*TAREA ESCRITA*
Copia las líneas desde la que contiene "For the mapping pass, tag each instance of the rear tire" hasta el final y reemplaza "photo above" por "image above". Deja todo lo demás igual.

*DATOS DE LA TAREA*

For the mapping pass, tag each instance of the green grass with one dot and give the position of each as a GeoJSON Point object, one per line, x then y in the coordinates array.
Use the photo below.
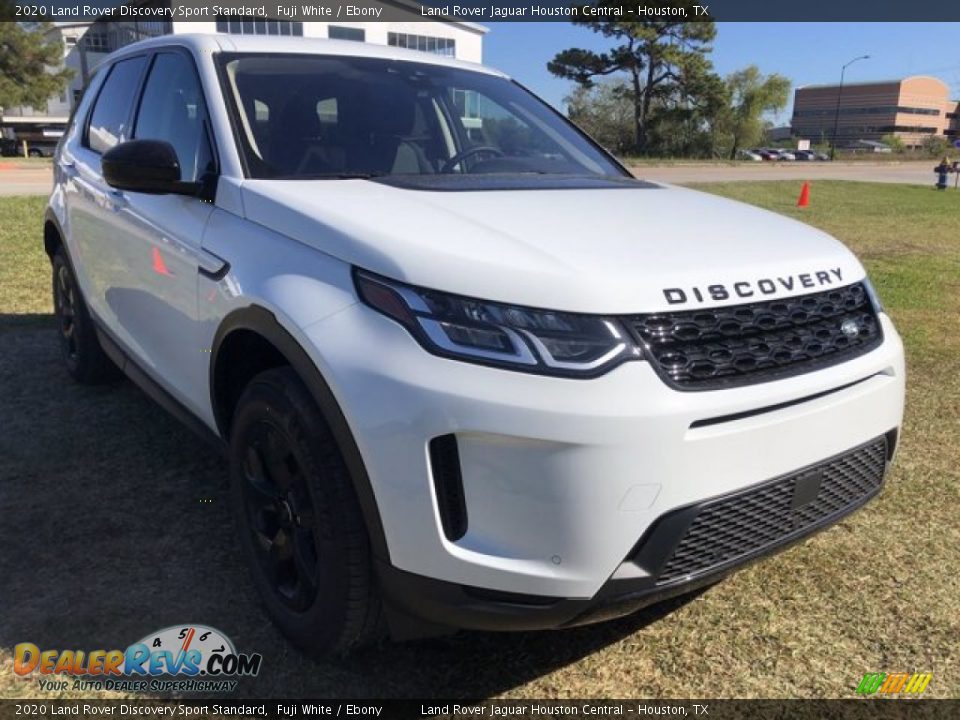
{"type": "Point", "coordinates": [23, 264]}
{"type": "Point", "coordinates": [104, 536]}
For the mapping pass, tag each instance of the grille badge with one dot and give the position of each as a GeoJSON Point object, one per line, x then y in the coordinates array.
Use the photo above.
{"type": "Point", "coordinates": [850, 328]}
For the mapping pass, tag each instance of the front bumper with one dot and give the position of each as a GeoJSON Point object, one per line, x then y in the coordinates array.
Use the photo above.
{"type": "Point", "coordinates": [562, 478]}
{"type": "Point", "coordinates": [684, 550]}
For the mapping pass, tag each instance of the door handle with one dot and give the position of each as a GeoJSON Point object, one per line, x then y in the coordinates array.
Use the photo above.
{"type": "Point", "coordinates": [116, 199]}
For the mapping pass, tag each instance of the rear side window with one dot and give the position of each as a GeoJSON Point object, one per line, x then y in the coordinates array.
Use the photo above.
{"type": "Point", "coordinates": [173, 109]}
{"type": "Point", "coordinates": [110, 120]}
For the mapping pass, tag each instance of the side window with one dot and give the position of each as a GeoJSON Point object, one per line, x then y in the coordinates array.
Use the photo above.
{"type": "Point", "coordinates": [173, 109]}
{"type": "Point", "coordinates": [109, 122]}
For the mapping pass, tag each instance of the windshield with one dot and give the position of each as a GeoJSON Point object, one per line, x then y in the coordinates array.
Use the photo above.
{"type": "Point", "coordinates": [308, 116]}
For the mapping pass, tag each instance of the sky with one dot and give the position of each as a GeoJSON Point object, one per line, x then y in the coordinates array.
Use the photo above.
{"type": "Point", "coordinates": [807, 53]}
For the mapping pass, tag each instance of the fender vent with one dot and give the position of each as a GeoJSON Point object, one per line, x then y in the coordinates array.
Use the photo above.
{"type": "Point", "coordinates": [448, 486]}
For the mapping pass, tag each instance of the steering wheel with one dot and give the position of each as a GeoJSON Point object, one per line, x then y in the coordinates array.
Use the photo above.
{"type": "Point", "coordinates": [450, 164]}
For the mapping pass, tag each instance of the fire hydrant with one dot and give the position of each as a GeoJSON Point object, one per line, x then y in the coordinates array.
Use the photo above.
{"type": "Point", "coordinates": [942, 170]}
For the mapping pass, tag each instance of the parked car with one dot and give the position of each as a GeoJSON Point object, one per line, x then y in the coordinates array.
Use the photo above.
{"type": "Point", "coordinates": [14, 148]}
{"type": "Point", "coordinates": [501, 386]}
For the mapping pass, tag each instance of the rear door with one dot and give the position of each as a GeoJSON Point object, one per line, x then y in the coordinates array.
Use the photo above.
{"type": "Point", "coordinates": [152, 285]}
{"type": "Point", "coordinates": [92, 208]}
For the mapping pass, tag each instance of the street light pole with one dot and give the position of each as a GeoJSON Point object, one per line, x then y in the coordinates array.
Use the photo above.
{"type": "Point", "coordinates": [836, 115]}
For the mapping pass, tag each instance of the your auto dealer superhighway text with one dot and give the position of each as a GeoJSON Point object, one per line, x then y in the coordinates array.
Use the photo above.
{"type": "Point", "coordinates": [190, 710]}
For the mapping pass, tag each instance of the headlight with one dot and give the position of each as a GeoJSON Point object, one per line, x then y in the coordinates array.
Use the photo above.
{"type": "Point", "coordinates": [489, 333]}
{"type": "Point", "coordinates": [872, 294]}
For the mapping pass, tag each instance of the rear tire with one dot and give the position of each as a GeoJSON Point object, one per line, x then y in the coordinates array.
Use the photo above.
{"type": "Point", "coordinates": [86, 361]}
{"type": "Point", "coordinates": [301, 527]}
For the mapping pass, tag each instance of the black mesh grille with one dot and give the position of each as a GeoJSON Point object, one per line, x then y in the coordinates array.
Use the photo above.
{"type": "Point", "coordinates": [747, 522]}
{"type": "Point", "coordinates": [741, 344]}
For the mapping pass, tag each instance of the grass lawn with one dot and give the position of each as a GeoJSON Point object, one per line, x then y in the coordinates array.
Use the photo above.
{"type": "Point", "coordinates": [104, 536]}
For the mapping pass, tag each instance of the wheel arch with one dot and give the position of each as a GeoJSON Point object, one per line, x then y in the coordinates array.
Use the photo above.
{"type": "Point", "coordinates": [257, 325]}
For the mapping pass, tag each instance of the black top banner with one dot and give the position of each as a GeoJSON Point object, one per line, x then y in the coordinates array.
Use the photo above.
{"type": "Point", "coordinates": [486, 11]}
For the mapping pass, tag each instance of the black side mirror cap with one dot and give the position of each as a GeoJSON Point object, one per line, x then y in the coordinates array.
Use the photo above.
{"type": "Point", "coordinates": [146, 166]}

*LA RESPUESTA*
For the mapping pass, tag each instance of the rear tire with one dot and give the position of each as a GeoJSON Point object, one per line, x then y in the coordinates array.
Use the image above.
{"type": "Point", "coordinates": [86, 361]}
{"type": "Point", "coordinates": [301, 527]}
For the mapping pass, tag each instance of the black mesh grille with one dot and give the position of each as a GeoJSON Point object, one per line, x then y in the coordinates array.
Use the image above.
{"type": "Point", "coordinates": [747, 522]}
{"type": "Point", "coordinates": [741, 344]}
For the mapping pass, tag each instance of the grass lawn with one dot and give the position of each as a GeoJSON Point object, one per line, x then y in the coordinates array.
Use the image above.
{"type": "Point", "coordinates": [104, 536]}
For the mapping pass, tag each instance of the wheel arch with one dot and give the position of each as a GeoJSON Point object, one per line, x then y in the coordinates array.
Use the image above.
{"type": "Point", "coordinates": [257, 325]}
For the mapping pass, tag each instance of the black top banner with one dot and give the position of each as a GeoJSON Point object, one per line, x then y in the coordinates array.
Use the image above.
{"type": "Point", "coordinates": [486, 11]}
For the mapping pass, tag each instance of the black side mirror cap with one dot and give the position of each as a GeoJSON Point object, one per line, x then y in the coordinates array.
Use the image above.
{"type": "Point", "coordinates": [146, 166]}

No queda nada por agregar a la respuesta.